**Your tasks**
A. Repeat the passage of the TUPE interview from "The primary burden" to "prove very expensive." word for word.
B. Answer these questions from the TUPE interview:
(i) On whom does the primary burden under TUPE fall?
(ii) Since what year has the UK law been in place?
(iii) What two professions are given as examples of self-employed persons?
C. Write the next part of the TUPE interview, picking up after its final sentence.

**Reading passage**
The primary burden under TUPE falls on the new contractor who has acquired the existing work force along with the contract. This may cause problems for the customer of that contractor if that has the effect of preventing the cost savings that a customer may have been hoping for. Other issues arise out of reductions in the size of the work force on the change of the contract. That in turn may entail the contractor then becoming liable for unfair dismissal claims as a result of the transfer. If the customer has agreed to indemnify the new contractor for such liabilities, this may prove very expensive.
In the UK, all outsourcings of services by the public or private sector are normally carefully scrutinized for the effects of TUPE. Certain due diligence must be done in deciding whether it is all right to proceed in the light of TUPE compliance and there may be special contractual provisions to give warranties and indemnities to protect the contractor from taking on liabilities in excess of those normally expected.
Editor: Do the TUPE rules apply to outsourcing beyond the UK?
Sippitt: It is normal in Europe. It is an EU-wide provision. The law we have in the UK has been in place since 1981, deriving from a European directive of 1977. What I have described is in place throughout the EU although its application does vary to some extent from one jurisdiction to another. The fundamentals are to be found throughout the EU. American clients have had us undertake research and give advice about several European jurisdictions where they are carrying out a process, which may entail the change of contractors across several countries at once. Alternatively, there may perhaps be a single contractor providing services to a U.S. company across several countries. If it decides to change that contractor, then we move into the complexity that in each jurisdiction in which the services are provided the laws protecting employees differ somewhat. But, they all have the common theme that workers are to be protected when there is a transfer of business. They are given the assurance that they will keep their jobs under the same terms and conditions unless there are legally acceptable justifications for their dismissal.
Editor: You mentioned in an earlier writing that there are three categories of persons: employees, workers and independent contractors. Is there any bright line that separates the three?
Sippitt: An employee is a person who is accepted as an employee, given a contract as an employee, totally in the control of the employer as to the manner for conducting his work, and treated for tax purposes as an employee. The far end of the spectrum is a self-employed person in a totally separate business, such as a lawyer or accountant who performs outside services to a client. These persons are not in the control of one particular company that they provide services to. They are taxed as self-employed.
The problem lies with the middle group, the "worker." Here people can be deemed workers without being employees. This is where people are personally providing a service but do not have a full employment status. This sometimes includes casual workers where there is no mutuality of obligation. Mutuality of obligation is a principle whereby both parties have committed that one will provide work while the other will perform work for a reward. In the case of the worker there may not be an ongoing employment relationship, and the workers may decline work whenever they wish.
One of the traps in the UK is that assuming that because the worker is casual, the employer can be casual in the way in which it manages these people. There has been a trend in recent years to extend certain rights to workers as well as employees. Many laws apply to workers as well as employees. This includes laws with respect to safety, length of working hours, discrimination rights and certain other matters. If the employer does not manage the relationship with these workers correctly, it may also inadvertently create an employment relationship. If one is trying to avoid creating an employment relationship, it is important that the relationship with the casual worker be carefully documented and managed in a way that avoids creating the mutuality of obligation that would confer employment status and therefore additional rights.

**Dataset**
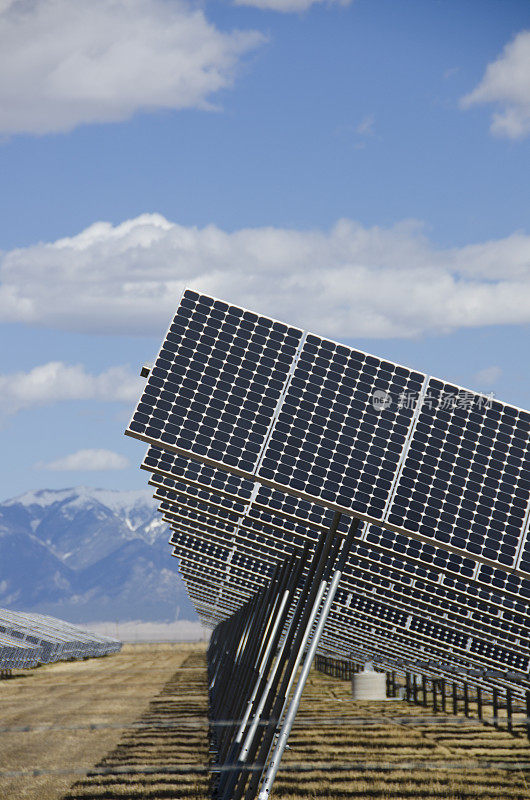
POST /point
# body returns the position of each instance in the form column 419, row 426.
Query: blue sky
column 360, row 169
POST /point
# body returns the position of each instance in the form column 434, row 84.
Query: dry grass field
column 59, row 720
column 134, row 726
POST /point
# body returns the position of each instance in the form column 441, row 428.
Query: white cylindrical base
column 369, row 686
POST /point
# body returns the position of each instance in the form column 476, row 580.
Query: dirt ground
column 62, row 719
column 134, row 727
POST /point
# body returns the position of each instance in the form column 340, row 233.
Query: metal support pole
column 335, row 550
column 495, row 703
column 295, row 702
column 293, row 645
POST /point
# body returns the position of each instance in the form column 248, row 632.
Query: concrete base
column 369, row 686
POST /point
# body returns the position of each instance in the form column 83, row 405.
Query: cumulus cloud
column 287, row 6
column 68, row 62
column 488, row 376
column 346, row 282
column 506, row 83
column 56, row 381
column 87, row 460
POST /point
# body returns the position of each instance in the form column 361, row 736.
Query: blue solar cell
column 478, row 499
column 329, row 442
column 214, row 385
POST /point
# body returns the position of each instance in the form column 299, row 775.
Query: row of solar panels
column 417, row 600
column 412, row 598
column 342, row 428
column 27, row 640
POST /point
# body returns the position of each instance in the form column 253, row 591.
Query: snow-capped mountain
column 89, row 554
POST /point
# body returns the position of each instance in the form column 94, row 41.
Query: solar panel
column 414, row 602
column 465, row 480
column 339, row 427
column 50, row 639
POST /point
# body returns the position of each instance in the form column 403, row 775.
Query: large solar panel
column 270, row 512
column 420, row 609
column 256, row 397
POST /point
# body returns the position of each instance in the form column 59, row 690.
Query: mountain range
column 87, row 554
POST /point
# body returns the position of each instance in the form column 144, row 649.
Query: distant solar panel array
column 30, row 639
column 263, row 438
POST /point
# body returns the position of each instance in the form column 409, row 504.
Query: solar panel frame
column 385, row 462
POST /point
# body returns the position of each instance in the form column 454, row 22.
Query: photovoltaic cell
column 214, row 388
column 329, row 442
column 431, row 461
column 465, row 481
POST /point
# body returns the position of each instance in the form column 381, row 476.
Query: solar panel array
column 30, row 639
column 297, row 412
column 258, row 432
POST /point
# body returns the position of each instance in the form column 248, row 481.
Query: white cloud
column 488, row 376
column 87, row 460
column 287, row 6
column 55, row 381
column 506, row 82
column 68, row 62
column 346, row 282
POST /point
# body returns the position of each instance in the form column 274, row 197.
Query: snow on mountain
column 87, row 554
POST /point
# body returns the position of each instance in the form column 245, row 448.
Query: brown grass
column 442, row 757
column 74, row 713
column 155, row 697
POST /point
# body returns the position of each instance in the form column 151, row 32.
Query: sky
column 359, row 169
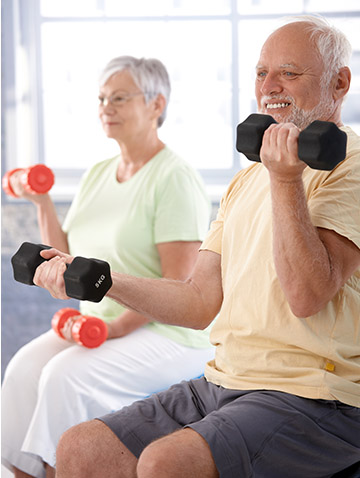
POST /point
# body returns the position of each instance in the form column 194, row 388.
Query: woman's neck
column 135, row 156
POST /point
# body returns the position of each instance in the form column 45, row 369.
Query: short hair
column 332, row 44
column 149, row 74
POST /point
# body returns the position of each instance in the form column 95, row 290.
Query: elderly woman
column 145, row 212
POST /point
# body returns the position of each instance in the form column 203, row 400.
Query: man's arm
column 191, row 303
column 312, row 264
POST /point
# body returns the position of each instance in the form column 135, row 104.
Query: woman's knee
column 92, row 449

**Answers below**
A.
The primary burden under TUPE falls on the new contractor who has acquired the existing work force along with the contract. This may cause problems for the customer of that contractor if that has the effect of preventing the cost savings that a customer may have been hoping for. Other issues arise out of reductions in the size of the work force on the change of the contract. That in turn may entail the contractor then becoming liable for unfair dismissal claims as a result of the transfer. If the customer has agreed to indemnify the new contractor for such liabilities, this may prove very expensive.

B.
(i) The new contractor who has acquired the existing work force along with the contract.
(ii) 1981.
(iii) A lawyer or an accountant.

C.
Editor: It has been my observation that there is an ever-increasing number of temporary employment agencies in the UK.
Sippitt: The UK is the one country within the EU that has by far the most temporary workers. This creates a much greater flexibility in structuring the work force by allowing companies to increase or decrease the work force as needed. There is the prospect in the medium term of legislation from the EU that may increase the expense of hiring temporary workers, but that should not come into effect for two or three years at least, as it is not yet agreed at EU level.
Editor: Does the UK have any statute comparable to ERISA in the U.S.?
Sippitt: There is huge debate in the UK as to how pension provisions should be organized for the long term. There is a national state pension scheme, which is regarded as very modest. At the same time it is not compulsory for employers to operate a company pension scheme. The only thing we do have in the UK is a requirement that the employer must make available at least a stakeholder pension plan which an employee may opt to join. We currently have a voluntary approach. This is being debated because there are some that say this should be made a compulsory requirement for employers.
Editor: What resources do you bring to a U.S. client who might be considering an acquisition in the UK or EU in addition to guidance on the law?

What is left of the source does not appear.